**WHAT YOU NEED TO DO**
Rewrite every line of the entries below as a single numbered list, leaving out any blank lines.

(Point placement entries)
----
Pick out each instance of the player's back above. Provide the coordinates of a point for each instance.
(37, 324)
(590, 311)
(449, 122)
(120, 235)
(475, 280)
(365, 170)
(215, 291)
----
**SOLVED EXERCISE**
1. Pick out each instance of the player's back above. Provide the coordinates of a point for each instance.
2. (37, 324)
3. (590, 311)
4. (449, 122)
5. (120, 235)
6. (475, 280)
7. (365, 170)
8. (215, 291)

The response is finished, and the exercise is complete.